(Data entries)

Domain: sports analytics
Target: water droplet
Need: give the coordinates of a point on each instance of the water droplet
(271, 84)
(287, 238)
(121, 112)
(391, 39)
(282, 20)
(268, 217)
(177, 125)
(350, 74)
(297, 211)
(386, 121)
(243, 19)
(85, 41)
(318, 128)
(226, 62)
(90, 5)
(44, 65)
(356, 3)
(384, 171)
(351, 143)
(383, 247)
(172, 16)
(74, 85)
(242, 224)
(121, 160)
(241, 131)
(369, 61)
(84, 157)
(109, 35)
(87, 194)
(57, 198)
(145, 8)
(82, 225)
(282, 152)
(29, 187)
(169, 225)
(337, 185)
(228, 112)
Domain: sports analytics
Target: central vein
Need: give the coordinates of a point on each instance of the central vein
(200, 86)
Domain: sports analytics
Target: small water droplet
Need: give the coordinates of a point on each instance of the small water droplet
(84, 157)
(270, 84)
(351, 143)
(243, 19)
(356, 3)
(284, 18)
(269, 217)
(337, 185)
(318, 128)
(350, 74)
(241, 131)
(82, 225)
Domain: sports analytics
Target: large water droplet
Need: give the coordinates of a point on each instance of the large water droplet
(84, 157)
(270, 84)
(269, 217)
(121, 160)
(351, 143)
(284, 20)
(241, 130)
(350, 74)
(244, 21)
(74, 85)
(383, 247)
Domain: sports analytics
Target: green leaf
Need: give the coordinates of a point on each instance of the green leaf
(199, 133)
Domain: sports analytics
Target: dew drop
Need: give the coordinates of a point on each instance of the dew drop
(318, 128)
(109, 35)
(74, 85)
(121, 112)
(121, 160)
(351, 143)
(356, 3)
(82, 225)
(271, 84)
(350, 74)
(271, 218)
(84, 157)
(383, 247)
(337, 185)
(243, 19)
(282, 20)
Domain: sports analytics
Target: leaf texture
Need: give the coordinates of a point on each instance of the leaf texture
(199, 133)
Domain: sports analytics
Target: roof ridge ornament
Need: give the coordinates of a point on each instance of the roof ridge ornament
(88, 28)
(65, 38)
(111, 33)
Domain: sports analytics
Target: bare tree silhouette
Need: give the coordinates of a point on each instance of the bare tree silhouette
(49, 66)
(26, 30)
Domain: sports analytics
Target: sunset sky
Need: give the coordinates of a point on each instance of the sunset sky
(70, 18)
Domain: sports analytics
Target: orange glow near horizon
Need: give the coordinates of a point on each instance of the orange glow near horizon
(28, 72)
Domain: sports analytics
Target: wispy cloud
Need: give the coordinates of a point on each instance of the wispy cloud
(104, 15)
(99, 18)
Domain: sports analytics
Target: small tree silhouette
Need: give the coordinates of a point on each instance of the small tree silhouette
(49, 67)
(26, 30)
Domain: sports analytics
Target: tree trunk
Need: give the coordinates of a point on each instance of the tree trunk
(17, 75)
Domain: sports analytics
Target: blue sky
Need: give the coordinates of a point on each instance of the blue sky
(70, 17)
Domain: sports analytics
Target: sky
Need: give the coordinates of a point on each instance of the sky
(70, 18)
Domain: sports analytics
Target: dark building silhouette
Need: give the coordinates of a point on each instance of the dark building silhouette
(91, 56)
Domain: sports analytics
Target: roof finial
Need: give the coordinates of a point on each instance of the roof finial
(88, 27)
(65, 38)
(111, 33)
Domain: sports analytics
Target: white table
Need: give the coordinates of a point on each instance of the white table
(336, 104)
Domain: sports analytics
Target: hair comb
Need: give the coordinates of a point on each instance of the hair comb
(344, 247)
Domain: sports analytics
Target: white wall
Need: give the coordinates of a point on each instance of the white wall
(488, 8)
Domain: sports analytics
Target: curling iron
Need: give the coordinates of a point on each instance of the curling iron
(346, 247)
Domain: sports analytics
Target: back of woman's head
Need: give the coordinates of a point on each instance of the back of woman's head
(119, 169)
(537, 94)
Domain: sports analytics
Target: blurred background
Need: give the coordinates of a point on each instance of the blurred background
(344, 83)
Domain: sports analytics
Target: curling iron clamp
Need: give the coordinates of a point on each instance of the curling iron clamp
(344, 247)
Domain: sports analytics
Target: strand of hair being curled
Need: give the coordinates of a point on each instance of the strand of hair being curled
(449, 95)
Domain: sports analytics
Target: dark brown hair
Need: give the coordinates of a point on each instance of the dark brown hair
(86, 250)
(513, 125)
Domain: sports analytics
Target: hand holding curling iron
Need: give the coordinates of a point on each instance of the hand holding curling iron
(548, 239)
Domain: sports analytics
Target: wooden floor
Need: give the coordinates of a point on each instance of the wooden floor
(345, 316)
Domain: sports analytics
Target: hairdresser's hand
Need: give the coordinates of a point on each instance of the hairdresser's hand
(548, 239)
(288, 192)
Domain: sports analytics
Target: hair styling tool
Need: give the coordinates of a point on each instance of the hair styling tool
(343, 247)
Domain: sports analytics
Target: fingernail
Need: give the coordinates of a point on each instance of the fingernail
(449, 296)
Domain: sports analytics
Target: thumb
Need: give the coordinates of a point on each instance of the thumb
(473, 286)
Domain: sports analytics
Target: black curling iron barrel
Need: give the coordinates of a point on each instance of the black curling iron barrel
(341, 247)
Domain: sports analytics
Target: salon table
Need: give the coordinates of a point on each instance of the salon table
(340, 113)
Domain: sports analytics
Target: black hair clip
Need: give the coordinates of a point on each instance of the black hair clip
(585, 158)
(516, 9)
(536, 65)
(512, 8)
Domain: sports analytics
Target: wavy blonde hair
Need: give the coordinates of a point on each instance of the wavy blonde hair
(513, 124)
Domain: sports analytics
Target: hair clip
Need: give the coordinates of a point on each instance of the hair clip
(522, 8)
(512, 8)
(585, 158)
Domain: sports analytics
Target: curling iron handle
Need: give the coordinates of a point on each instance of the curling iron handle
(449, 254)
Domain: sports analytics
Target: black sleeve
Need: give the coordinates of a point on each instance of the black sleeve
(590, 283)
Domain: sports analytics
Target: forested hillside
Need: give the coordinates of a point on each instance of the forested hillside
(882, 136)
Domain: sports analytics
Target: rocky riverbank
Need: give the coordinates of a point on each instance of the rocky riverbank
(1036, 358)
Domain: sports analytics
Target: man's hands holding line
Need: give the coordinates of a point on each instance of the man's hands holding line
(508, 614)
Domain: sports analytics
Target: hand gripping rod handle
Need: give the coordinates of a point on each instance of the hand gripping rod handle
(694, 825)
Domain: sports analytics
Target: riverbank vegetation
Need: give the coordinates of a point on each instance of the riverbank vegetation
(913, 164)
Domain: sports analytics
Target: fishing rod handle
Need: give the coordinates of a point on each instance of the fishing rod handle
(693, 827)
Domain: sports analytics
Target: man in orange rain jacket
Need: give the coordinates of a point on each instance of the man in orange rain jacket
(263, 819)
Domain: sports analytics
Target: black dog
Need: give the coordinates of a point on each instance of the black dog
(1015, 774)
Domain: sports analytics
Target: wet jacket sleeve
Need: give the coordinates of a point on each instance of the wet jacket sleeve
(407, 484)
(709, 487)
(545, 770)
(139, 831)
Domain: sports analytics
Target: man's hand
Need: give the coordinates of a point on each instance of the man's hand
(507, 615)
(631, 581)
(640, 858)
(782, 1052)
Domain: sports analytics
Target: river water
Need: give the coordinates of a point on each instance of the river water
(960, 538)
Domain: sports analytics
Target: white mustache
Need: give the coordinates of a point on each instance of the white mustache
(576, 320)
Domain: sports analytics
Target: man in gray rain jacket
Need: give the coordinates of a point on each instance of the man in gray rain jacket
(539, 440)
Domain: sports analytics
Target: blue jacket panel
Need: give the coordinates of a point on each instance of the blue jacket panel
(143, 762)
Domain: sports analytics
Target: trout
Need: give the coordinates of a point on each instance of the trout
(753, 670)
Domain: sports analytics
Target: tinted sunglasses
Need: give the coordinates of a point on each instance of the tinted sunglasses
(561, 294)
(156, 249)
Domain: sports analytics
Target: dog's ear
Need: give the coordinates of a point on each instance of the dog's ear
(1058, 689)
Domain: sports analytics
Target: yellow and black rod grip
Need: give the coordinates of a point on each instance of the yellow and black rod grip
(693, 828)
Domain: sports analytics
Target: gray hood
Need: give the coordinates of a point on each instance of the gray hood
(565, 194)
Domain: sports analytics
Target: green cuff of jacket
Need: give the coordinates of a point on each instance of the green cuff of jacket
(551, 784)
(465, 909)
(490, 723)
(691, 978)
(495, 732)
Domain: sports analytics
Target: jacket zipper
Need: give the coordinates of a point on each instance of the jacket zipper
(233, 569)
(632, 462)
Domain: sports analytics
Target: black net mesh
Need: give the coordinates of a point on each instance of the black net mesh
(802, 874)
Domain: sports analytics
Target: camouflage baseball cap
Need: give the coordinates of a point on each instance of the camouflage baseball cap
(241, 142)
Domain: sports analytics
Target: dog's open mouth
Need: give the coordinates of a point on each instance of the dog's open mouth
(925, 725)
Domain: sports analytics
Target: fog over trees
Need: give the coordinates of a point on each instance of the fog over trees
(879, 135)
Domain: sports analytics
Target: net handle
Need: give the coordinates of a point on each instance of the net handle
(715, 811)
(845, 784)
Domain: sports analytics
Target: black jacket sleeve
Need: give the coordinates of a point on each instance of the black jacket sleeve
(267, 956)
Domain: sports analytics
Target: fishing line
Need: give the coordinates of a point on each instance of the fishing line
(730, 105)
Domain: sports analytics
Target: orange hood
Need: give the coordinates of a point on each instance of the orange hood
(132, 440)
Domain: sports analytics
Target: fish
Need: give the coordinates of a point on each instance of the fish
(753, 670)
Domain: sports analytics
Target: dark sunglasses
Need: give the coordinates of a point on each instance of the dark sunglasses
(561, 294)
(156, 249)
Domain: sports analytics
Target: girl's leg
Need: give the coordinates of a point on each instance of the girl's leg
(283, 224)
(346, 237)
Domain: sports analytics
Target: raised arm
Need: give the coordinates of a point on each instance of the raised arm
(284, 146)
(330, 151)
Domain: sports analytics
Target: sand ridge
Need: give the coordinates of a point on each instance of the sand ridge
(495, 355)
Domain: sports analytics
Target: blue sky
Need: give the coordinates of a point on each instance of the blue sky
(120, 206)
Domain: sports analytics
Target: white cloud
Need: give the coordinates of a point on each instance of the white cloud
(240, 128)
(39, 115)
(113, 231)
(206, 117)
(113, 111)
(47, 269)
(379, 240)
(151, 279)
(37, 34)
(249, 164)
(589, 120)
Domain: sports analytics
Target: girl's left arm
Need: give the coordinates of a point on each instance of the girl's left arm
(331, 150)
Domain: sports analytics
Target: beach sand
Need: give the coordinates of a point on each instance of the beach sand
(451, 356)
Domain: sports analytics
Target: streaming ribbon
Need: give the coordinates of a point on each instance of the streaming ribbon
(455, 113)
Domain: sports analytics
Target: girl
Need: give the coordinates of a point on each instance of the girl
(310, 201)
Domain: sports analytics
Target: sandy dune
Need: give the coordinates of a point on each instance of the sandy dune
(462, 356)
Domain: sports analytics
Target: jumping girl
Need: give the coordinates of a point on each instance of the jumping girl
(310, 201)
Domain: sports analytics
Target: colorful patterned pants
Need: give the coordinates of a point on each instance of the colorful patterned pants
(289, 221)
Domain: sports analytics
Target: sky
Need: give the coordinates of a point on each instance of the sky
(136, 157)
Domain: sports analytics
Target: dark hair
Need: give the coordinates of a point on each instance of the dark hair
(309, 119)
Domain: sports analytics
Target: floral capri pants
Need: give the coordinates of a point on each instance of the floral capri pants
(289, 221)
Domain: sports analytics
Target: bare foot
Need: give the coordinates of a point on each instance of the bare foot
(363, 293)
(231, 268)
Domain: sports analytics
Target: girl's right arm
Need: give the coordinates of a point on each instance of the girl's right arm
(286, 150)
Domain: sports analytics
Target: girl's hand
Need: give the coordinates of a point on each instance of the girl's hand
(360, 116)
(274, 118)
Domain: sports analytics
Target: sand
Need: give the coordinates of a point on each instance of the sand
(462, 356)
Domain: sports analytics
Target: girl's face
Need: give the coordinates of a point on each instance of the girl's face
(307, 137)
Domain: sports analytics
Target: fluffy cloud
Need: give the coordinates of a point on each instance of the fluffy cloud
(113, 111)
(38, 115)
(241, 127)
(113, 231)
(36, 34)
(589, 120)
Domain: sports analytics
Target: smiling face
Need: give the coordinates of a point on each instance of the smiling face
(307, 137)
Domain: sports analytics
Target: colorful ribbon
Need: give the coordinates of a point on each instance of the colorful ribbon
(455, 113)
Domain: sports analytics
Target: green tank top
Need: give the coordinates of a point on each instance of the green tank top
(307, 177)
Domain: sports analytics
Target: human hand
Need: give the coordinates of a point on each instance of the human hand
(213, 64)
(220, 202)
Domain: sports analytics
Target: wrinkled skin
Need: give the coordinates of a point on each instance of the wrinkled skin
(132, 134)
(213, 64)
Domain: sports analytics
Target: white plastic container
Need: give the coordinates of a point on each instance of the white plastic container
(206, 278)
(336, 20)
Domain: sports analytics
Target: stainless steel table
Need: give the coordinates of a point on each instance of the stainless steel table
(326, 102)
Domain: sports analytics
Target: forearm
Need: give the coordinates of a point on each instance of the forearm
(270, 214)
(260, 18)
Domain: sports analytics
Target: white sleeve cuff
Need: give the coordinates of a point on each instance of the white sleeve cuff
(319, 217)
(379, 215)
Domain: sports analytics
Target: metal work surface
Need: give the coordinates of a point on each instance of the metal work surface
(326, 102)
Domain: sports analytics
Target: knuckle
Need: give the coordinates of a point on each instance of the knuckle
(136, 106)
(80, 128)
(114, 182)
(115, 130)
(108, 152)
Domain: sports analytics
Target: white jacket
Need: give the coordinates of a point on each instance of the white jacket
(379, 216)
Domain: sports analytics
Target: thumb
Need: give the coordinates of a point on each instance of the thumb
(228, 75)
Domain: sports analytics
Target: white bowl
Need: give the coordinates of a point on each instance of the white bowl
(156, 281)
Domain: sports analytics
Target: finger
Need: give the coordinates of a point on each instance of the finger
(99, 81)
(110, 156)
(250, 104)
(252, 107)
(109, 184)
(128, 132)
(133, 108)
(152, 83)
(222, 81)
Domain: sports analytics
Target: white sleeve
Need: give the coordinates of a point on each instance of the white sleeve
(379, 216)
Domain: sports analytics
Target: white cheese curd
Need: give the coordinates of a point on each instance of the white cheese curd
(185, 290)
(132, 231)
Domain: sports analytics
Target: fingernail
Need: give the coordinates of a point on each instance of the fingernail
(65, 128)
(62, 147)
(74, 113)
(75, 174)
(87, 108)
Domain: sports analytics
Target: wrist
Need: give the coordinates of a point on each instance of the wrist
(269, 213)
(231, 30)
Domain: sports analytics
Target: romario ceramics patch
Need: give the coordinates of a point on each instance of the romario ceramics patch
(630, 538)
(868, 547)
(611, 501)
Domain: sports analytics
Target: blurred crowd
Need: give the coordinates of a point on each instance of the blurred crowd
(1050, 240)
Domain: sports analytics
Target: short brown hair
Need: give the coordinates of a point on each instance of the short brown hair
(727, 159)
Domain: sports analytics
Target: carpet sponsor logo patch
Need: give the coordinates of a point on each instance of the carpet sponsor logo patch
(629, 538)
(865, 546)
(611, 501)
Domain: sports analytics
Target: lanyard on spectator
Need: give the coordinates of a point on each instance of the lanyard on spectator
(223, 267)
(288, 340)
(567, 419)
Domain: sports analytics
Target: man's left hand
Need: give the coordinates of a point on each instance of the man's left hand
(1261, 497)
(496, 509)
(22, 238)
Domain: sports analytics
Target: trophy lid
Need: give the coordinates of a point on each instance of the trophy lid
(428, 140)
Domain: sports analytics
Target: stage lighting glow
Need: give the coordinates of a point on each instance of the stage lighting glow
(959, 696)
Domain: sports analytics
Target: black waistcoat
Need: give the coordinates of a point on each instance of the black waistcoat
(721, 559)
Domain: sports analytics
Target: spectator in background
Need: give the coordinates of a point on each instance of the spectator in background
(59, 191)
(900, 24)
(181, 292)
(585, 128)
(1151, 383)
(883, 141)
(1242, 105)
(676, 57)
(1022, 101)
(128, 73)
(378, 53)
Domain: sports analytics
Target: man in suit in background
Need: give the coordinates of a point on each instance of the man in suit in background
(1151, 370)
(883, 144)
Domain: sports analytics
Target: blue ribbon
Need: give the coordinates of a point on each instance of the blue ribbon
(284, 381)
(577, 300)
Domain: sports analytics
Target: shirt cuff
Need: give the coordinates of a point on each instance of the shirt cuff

* **Set exercise**: Find every line in the records above that contains the word "raised", and copy each one out. Case counts.

* **Result of this task**:
Target: raised arm
Need: give the coordinates of a point on each instance of the raised arm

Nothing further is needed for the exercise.